** DATASET RECORDS follows **

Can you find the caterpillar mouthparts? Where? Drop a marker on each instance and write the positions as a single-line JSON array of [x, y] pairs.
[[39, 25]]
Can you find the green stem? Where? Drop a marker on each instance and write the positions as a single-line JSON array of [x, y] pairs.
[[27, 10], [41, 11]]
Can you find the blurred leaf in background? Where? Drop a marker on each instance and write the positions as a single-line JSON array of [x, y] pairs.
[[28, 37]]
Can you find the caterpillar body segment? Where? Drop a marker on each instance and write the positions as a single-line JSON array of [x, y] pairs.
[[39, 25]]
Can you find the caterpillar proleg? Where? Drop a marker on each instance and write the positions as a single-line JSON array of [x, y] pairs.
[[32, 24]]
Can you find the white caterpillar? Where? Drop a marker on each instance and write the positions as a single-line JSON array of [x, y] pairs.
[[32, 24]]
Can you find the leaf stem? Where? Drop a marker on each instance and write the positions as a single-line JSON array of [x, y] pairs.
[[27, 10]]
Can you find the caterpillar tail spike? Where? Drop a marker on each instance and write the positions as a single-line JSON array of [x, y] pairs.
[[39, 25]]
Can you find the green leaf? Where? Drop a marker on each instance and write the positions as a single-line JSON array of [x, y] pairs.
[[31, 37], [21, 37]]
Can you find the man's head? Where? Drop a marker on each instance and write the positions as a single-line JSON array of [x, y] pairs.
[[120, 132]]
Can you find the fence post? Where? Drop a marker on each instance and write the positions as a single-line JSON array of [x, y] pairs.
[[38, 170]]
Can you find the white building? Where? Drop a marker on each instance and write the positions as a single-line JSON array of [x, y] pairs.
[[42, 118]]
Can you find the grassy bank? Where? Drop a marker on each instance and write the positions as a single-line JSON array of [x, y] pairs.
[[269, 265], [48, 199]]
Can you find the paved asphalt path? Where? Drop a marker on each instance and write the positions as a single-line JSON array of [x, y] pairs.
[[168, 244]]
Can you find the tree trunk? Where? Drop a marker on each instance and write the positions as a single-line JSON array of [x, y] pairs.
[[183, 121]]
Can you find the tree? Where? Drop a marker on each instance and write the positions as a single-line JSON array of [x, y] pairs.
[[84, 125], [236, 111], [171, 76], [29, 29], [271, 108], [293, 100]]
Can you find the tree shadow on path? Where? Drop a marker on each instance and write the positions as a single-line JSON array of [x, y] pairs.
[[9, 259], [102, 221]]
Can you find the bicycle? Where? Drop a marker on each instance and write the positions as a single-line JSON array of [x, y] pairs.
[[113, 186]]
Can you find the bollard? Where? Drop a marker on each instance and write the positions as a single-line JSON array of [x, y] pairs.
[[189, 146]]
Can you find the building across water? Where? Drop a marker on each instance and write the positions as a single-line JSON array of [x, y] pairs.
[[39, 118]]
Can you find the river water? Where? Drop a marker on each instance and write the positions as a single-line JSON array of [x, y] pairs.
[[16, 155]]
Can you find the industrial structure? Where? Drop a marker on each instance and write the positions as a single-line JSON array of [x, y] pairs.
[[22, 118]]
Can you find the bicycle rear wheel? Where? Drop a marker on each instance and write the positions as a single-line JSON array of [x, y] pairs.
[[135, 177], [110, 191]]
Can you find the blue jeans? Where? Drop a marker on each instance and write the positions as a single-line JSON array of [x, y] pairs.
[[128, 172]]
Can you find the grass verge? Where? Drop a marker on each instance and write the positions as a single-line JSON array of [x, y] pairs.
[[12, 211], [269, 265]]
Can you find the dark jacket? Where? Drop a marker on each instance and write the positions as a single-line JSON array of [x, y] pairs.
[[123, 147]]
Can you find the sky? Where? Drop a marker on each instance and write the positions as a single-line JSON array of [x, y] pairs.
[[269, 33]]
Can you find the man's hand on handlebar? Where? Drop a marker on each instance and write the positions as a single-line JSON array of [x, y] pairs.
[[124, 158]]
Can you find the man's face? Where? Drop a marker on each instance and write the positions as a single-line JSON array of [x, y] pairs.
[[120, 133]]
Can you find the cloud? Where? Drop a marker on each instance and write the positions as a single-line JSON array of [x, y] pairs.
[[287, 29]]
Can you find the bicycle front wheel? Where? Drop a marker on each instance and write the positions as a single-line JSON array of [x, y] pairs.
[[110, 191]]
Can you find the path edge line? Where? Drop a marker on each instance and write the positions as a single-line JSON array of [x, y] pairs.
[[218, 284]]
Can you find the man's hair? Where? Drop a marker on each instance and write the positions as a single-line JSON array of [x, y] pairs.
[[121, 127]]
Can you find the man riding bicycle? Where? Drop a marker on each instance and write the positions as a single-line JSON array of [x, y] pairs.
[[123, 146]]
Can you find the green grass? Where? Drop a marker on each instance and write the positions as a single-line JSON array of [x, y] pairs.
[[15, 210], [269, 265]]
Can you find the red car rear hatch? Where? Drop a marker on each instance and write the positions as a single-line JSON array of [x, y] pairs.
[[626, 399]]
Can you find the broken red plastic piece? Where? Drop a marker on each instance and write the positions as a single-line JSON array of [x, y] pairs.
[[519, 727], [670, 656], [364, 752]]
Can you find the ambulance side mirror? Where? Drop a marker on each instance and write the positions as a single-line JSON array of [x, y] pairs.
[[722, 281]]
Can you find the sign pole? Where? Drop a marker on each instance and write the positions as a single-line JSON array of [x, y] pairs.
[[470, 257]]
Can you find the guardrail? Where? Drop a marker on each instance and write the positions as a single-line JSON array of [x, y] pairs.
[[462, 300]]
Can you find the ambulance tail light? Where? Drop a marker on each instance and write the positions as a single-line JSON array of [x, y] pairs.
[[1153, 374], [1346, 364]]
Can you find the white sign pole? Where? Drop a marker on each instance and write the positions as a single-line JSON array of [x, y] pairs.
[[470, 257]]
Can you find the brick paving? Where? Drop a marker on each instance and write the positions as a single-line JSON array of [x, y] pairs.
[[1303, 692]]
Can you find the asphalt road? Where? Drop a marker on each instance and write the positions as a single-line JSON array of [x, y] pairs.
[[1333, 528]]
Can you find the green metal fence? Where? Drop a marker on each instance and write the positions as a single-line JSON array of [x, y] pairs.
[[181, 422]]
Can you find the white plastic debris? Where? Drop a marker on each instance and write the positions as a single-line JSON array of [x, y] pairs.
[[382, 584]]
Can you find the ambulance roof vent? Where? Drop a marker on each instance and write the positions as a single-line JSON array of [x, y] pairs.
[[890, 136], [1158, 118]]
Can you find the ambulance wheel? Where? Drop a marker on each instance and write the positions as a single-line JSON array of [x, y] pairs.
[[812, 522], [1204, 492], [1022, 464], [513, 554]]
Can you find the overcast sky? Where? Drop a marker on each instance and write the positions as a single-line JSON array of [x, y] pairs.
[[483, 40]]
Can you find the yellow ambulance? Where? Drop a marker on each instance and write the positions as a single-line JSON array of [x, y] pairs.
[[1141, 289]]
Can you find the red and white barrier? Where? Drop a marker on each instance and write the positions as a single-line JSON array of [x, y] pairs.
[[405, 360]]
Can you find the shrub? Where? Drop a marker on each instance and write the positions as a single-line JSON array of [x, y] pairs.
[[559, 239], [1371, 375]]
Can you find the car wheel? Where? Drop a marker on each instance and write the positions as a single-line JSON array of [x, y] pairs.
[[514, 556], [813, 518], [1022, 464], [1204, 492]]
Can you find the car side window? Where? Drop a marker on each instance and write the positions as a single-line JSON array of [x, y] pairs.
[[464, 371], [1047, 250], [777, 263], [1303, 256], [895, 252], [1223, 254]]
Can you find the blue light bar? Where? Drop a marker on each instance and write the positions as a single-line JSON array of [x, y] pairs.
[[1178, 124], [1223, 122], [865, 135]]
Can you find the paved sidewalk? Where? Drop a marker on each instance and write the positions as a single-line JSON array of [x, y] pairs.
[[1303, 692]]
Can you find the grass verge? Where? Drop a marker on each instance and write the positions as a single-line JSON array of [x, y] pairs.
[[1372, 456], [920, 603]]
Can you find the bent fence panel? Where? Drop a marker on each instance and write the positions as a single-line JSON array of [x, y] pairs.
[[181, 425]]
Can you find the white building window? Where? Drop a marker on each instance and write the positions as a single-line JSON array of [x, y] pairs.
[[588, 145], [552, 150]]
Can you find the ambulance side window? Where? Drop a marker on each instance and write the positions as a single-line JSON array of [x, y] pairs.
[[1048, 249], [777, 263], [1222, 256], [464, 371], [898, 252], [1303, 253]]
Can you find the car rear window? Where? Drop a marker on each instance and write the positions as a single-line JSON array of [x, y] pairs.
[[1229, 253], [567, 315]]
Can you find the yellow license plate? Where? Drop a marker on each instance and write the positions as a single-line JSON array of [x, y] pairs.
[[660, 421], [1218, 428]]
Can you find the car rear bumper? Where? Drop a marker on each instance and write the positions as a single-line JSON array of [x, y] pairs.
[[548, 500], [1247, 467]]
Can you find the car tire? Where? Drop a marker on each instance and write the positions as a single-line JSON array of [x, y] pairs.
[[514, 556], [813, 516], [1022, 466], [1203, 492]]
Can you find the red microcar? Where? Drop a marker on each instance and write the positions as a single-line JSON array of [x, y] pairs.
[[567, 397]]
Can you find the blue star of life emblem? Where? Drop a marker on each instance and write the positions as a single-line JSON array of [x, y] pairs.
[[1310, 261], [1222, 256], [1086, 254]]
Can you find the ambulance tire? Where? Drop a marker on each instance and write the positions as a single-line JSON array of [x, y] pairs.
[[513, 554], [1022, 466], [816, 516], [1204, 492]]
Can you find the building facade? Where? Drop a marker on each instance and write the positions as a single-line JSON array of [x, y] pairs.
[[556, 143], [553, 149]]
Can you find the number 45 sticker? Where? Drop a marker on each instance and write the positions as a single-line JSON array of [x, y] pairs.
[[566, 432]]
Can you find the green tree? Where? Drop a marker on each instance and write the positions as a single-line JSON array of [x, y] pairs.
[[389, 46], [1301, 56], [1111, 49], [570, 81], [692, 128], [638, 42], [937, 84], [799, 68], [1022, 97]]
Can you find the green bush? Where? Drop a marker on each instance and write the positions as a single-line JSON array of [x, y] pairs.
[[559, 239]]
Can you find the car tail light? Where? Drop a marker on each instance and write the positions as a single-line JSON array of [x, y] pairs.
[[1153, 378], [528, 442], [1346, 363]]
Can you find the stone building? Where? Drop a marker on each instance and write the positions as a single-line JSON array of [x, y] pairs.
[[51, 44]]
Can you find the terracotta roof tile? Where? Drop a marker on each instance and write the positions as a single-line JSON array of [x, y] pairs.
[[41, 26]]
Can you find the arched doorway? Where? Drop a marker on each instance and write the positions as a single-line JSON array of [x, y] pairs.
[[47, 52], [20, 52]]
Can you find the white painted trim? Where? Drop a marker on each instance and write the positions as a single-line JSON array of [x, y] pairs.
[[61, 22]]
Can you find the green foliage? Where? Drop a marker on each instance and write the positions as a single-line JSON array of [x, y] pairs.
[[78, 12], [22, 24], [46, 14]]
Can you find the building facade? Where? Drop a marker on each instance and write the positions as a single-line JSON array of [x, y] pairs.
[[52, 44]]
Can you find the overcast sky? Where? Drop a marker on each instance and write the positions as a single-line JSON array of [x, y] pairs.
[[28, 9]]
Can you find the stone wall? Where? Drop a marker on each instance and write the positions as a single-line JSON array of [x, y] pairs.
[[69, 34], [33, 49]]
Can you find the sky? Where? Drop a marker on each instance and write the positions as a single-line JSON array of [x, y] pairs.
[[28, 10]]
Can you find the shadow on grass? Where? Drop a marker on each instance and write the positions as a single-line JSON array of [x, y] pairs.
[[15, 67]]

** End of DATASET RECORDS **

## [TASK DETAILS]
Only the lines from the one containing "Can you find the shadow" through the end of the entries above should be written out, exactly and in full.

## [ANSWER FOR THE TASK]
Can you find the shadow on grass? Where? Drop a marker on each instance and write the positions as a single-line JSON array of [x, y] pairs.
[[15, 67]]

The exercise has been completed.